◆ The input:
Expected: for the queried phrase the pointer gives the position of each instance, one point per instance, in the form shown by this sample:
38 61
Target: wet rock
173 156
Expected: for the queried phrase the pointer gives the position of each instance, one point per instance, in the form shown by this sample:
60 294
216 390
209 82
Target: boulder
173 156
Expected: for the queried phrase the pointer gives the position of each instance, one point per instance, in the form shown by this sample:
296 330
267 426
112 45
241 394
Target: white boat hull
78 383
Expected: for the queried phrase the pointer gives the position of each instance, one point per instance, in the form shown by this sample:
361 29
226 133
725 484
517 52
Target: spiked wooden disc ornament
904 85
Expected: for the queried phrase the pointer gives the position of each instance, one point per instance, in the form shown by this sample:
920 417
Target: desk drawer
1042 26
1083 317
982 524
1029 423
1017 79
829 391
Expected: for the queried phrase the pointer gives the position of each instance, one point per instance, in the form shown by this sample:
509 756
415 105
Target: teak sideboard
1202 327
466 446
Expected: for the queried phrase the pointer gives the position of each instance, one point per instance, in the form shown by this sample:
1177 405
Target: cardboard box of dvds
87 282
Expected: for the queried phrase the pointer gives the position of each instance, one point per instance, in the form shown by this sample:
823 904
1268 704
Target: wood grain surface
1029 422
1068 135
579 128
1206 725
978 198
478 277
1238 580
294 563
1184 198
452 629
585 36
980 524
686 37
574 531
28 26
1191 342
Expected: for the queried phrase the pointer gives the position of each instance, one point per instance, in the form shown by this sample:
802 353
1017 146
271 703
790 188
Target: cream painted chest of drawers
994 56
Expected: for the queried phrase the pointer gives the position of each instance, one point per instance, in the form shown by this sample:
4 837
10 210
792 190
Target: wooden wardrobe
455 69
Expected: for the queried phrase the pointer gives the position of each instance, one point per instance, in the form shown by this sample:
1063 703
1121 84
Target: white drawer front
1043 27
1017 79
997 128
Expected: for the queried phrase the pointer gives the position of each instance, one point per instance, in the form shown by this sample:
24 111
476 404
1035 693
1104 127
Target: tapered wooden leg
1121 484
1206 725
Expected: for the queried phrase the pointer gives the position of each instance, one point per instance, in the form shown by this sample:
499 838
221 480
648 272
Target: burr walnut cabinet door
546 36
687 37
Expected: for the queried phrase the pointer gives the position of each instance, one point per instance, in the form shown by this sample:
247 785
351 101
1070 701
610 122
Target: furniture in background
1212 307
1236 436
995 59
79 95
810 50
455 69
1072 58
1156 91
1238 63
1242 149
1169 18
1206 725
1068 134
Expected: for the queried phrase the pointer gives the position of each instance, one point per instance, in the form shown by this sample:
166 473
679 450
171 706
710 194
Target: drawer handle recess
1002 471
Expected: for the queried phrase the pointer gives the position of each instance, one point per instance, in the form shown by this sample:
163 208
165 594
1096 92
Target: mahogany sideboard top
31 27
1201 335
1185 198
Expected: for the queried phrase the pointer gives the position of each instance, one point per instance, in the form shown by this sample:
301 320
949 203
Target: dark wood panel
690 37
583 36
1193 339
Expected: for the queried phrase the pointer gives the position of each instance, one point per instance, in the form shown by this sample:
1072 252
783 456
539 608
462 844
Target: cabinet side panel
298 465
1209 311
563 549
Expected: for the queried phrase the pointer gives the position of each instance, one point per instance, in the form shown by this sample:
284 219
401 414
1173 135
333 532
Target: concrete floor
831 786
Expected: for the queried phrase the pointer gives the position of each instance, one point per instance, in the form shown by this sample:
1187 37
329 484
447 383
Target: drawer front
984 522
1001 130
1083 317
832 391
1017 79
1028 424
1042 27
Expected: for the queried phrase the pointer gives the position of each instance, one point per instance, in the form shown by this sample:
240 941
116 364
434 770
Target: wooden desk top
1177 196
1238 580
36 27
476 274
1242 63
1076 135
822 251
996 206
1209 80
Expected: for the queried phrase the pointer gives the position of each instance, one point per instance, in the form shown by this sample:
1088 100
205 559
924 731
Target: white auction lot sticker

◆ Directions:
Please restate every record shown above, word for word.

◆ Response to the task:
Expected: for the queried phrase the pointer gives the position of each instance, one point per instance, in the form shown by this sample:
38 61
Target: wet rock
173 156
Expected: for the queried phrase the pointer gives the position of each instance, one point per instance, in the form shown by this sample:
60 294
216 390
209 82
Target: boulder
173 156
Expected: for the queried phrase the pointer gives the position of each instance, one point per instance, in the form shown by this sample:
296 330
267 426
112 45
241 394
Target: white boat hull
78 383
Expected: for the queried phrase the pointer gives the position of each instance, one point per instance, in the form shown by this sample:
361 29
226 133
725 484
517 52
Target: spiked wooden disc ornament
904 85
Expected: for the queried phrase the pointer gives the position of each instance, one point per instance, in the form shown by this sample:
920 417
Target: desk drawer
1042 26
1083 317
982 524
1029 423
1017 79
829 391
Expected: for the queried phrase the pointer gives the position of each instance, one point per instance, in the form shown by this sample:
509 756
415 105
Target: teak sideboard
1202 327
466 446
Expected: for the queried phrase the pointer gives the position of each instance, one point per instance, in the form shown by this sample:
1177 405
Target: cardboard box of dvds
87 282
Expected: for the queried phrase the pointer gives the position of each instance, one point per instance, in the form shown by this sample:
823 904
1268 704
Target: wood grain surface
1029 422
1068 135
579 128
1206 725
978 198
478 277
1238 580
294 563
1184 198
452 629
585 36
980 524
686 37
574 531
28 26
1191 342
Expected: for the queried phrase the pointer gives the position of each instance, one point per instance, in the form shown by this sample:
802 353
1017 146
271 703
790 188
Target: cream painted chest of drawers
994 56
Expected: for the queried phrase the pointer gives the position of each instance, one point per instance, in the form shown by this sample:
4 837
10 210
792 190
Target: wooden wardrobe
455 69
Expected: for the queried phrase the pointer gives the position of each instance, one point per instance, in the form shown by this sample:
1063 703
1121 84
Target: white drawer front
1043 27
1017 79
997 128
Expected: for the queried phrase the pointer gives the position of each instance, one point per instance, in the form shown by this sample:
24 111
476 404
1035 693
1104 127
Target: tapered wooden leg
1121 484
1206 725
Expected: for the queried phrase the pointer gives the position of each instance, one point per instance, in the form shown by this sample:
499 838
221 480
648 272
Target: burr walnut cabinet door
546 36
687 37
Expected: for the queried phrase the pointer gives the position of each instance, one point per instance, in the form shown by this sample:
247 785
351 101
1070 701
610 122
Target: furniture in background
1212 307
1236 436
995 59
79 95
810 50
455 69
1072 58
1156 91
1238 63
1242 149
1169 18
1206 725
1068 134
Expected: for the queried phrase the pointer gives the position of each instance, one point per instance, in the form shown by this sample:
166 473
679 450
171 706
710 194
Target: drawer handle recess
1002 471
Expected: for the queried phrase the pointer gives the position of each instance, one point per instance, in the form shown by this sample:
163 208
165 594
1096 92
Target: mahogany sideboard top
31 27
1201 335
1185 198
Expected: for the queried phrase the pointer gives the position of each instance, one point per instance, in the form shown by this sample:
301 320
949 203
Target: dark wood panel
690 37
583 36
1193 339
Expected: for the queried phrase the pointer gives the position of each instance, one point per instance, in the form shown by this sample:
1072 252
783 456
539 608
462 844
Target: cabinet side panel
298 465
1209 311
563 549
Expected: for the queried phrase the pointer gives the position of each instance, one point per instance, in the form shown by this sample:
284 219
401 414
1173 135
333 532
Target: concrete floor
831 786
Expected: for the queried phrase the pointer gives the position of each instance, one point per instance, in the form shown by this sample:
1187 37
329 484
447 383
Target: drawer front
984 522
1001 130
1083 317
832 391
1017 79
1028 424
1042 27
Expected: for the queried phrase the pointer gives the position of each instance, one point per instance, in the form shown by this sample:
240 941
116 364
434 770
Target: wooden desk top
1177 196
1238 580
36 27
476 274
1242 63
1076 135
822 251
996 206
1209 80
Expected: for the queried phrase the pointer gives the position of each instance, one point per instance, in the form shown by this sample:
1088 100
205 559
924 731
Target: white auction lot sticker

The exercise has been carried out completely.